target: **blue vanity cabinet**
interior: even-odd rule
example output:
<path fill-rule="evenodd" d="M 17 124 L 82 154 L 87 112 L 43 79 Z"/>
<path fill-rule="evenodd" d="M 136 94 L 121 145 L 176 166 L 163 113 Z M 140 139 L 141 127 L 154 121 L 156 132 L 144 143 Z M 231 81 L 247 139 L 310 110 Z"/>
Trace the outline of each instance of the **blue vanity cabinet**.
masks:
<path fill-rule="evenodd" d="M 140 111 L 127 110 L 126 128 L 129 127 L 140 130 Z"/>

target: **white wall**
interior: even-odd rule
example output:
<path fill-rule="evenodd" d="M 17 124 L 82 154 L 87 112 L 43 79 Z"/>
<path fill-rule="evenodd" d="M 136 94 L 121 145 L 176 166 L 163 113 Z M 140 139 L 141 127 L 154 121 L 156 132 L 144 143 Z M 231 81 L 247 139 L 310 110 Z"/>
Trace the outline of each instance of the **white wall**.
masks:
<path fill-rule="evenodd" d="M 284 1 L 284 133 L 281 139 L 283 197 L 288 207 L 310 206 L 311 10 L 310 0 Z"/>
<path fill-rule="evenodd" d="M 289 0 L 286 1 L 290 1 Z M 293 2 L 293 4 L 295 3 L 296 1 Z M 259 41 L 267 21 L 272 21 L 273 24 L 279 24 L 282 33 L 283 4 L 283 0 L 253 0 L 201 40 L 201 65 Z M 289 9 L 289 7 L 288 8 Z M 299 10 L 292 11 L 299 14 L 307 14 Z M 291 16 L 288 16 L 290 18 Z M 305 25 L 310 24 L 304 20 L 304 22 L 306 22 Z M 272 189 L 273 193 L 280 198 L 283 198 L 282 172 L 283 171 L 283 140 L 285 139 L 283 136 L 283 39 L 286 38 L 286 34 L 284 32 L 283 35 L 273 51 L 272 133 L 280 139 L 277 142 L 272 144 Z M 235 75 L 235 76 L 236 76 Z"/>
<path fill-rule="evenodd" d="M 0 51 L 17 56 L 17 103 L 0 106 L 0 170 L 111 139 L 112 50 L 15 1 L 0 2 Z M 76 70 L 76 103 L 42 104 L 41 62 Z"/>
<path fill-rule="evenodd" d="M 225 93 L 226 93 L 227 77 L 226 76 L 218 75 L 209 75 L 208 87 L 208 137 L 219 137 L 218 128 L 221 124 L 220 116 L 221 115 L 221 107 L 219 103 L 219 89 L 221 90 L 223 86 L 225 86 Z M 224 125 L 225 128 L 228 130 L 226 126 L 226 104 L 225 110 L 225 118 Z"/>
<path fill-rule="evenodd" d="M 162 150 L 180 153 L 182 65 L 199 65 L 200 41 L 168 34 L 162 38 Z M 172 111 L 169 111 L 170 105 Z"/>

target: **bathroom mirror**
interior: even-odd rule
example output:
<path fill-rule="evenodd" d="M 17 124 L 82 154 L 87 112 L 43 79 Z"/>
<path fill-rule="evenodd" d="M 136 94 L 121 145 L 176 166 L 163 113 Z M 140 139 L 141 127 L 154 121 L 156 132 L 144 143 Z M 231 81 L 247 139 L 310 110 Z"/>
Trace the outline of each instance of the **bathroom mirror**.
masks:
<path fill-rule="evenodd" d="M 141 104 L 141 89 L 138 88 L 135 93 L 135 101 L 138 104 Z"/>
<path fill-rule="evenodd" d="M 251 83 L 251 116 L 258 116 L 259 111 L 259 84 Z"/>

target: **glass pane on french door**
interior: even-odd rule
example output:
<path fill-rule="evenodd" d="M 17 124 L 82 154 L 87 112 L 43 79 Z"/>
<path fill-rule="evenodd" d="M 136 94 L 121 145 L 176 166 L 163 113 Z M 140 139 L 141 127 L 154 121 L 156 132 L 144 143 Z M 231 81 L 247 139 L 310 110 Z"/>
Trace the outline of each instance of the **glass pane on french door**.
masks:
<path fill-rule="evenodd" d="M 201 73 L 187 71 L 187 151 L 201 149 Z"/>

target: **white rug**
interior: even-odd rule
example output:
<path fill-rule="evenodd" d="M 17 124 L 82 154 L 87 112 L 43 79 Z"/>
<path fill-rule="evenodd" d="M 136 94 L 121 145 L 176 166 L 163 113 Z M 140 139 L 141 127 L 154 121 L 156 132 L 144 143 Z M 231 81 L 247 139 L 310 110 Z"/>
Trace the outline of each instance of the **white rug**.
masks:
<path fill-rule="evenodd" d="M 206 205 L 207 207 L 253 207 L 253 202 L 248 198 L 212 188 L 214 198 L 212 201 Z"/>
· · · · · · ·
Stated goal:
Recast everything from the line containing "target: **white rug**" down to the end of the records as a JSON list of strings, with one string per line and blank lines left out.

Response:
[
  "target: **white rug**",
  "interior: even-odd rule",
  "example output:",
  "<path fill-rule=\"evenodd\" d=\"M 17 124 L 82 154 L 87 112 L 43 79 Z\"/>",
  "<path fill-rule=\"evenodd\" d=\"M 136 94 L 121 145 L 176 166 L 163 113 Z M 140 139 L 141 127 L 154 121 L 156 132 L 144 143 Z M 231 81 L 247 139 L 310 110 Z\"/>",
  "Trace the outline of each instance of the **white rug**.",
  "masks:",
  "<path fill-rule=\"evenodd\" d=\"M 206 205 L 207 207 L 253 207 L 253 202 L 248 198 L 212 188 L 214 198 L 212 201 Z\"/>"
]